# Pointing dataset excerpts
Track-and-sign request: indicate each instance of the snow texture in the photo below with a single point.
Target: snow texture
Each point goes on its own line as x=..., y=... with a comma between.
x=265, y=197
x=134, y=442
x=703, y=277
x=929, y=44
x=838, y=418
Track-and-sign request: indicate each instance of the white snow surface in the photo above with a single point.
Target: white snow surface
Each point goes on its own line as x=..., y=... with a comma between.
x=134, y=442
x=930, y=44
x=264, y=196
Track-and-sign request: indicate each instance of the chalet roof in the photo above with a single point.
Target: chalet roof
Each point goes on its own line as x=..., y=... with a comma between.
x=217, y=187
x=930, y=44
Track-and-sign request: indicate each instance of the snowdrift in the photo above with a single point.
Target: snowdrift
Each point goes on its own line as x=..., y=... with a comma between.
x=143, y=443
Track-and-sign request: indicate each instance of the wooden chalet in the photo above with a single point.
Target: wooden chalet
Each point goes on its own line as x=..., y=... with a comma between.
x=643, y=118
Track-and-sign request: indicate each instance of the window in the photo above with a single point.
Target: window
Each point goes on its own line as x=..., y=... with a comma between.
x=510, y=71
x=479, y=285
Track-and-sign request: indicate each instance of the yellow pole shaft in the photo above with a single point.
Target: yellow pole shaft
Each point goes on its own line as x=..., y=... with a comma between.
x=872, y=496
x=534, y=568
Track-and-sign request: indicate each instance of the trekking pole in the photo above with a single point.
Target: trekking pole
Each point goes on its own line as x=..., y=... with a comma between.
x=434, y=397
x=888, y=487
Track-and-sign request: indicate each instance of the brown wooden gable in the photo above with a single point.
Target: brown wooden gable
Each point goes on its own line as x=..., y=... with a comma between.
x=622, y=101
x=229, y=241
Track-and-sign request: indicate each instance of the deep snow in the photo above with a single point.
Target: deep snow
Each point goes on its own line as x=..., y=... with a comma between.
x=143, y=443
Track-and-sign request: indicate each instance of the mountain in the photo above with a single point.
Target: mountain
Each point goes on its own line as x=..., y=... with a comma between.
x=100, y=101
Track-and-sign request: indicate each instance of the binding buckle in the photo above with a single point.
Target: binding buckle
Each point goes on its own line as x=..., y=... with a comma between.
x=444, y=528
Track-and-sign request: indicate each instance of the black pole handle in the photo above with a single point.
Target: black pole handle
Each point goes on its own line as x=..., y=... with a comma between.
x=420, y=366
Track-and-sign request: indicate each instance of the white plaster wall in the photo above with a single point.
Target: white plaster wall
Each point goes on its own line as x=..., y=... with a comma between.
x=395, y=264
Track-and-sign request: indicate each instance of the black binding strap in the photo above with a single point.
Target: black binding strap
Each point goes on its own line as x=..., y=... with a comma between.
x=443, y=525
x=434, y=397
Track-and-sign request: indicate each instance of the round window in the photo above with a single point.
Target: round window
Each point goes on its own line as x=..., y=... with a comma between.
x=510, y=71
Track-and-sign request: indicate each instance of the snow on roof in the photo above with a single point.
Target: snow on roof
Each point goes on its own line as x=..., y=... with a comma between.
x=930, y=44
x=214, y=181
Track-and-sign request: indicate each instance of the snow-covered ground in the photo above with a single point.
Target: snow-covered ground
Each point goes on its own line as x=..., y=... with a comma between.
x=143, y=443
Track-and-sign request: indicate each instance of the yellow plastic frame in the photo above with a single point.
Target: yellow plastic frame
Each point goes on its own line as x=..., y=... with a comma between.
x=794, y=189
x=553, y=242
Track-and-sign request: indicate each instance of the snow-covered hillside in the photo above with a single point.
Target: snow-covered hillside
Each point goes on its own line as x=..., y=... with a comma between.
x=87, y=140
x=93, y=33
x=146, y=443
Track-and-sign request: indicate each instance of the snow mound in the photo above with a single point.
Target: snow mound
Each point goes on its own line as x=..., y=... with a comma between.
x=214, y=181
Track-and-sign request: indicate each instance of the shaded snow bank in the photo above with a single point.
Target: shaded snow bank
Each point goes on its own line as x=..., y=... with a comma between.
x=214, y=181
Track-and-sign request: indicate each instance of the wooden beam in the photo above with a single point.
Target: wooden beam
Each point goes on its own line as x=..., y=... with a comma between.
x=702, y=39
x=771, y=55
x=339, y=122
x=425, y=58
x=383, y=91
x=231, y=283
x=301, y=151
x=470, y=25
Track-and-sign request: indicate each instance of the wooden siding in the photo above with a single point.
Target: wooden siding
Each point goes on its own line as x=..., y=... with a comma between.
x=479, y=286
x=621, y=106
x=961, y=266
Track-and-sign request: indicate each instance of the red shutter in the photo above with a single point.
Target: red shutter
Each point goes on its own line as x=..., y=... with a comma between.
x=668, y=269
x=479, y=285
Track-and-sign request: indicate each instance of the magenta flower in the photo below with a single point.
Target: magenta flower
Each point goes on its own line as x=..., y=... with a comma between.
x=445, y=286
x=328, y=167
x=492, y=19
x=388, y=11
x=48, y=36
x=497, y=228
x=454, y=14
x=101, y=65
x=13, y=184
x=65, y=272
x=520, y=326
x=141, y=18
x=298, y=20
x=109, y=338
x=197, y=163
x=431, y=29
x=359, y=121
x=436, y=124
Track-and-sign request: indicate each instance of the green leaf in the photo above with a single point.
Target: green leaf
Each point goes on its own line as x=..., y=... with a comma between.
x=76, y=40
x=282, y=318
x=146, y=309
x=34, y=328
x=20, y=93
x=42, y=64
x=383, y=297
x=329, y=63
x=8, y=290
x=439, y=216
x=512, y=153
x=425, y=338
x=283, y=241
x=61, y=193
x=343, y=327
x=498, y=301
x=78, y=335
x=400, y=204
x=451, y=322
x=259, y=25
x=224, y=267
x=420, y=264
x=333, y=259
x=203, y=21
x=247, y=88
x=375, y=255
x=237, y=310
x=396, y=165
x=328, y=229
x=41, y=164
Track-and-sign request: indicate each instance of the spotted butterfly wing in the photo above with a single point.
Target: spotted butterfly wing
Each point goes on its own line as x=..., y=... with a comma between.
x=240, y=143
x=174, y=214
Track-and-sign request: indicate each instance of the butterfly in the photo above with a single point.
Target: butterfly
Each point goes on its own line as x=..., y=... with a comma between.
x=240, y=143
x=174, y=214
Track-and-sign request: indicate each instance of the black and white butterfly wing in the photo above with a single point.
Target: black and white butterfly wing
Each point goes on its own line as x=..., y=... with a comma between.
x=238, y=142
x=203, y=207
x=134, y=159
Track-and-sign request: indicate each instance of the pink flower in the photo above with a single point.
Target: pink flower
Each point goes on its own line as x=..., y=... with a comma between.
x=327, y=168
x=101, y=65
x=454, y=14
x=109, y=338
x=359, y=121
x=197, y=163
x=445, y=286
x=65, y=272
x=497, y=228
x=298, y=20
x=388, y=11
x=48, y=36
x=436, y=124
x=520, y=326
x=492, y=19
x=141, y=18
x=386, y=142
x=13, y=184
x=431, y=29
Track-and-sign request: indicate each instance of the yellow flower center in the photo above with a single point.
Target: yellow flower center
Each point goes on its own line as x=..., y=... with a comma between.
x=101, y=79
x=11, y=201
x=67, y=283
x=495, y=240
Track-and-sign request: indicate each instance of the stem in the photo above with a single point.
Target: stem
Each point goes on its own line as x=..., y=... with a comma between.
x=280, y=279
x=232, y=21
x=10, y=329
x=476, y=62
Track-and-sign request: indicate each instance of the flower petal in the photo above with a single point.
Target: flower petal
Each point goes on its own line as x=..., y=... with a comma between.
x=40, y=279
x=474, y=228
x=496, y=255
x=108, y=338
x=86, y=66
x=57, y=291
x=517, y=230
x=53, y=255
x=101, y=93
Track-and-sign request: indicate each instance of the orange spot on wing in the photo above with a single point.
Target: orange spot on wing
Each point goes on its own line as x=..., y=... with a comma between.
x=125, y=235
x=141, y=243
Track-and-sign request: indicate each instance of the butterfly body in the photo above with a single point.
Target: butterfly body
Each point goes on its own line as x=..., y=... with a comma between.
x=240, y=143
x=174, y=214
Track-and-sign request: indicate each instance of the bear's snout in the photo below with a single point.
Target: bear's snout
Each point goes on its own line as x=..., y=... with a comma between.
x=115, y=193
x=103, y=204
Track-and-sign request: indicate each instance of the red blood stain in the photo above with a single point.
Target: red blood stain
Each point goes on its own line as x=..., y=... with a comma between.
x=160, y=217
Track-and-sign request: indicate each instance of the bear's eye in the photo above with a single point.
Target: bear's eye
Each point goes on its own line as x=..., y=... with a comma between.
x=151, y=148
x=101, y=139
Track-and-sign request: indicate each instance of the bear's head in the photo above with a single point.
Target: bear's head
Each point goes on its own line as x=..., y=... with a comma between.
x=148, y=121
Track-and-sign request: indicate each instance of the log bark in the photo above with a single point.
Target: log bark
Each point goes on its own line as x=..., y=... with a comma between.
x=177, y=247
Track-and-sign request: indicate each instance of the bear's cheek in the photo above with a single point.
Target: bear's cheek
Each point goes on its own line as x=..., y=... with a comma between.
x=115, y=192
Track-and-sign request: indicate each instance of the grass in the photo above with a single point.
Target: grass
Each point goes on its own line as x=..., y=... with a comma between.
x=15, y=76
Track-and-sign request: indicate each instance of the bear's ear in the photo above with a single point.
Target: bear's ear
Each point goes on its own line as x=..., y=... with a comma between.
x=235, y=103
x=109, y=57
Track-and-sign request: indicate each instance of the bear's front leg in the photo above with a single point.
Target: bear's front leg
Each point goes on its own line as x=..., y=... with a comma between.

# STATED GOAL
Output the records starting at the line that contains "Track-and-sign request: indicate each instance of the bear's eye" and ending at the line that contains "x=101, y=139" as a two-column CSV with the headers request and answer. Give one row per record, with each field in double quotes and every line break replaced by a space.

# FINISHED EXERCISE
request,answer
"Track-and-sign request: indicate each instance of the bear's eye in the photo above with a single point. Target: bear's eye Each point goes on its own line as x=..., y=... with a comma between.","x=151, y=148 x=101, y=139"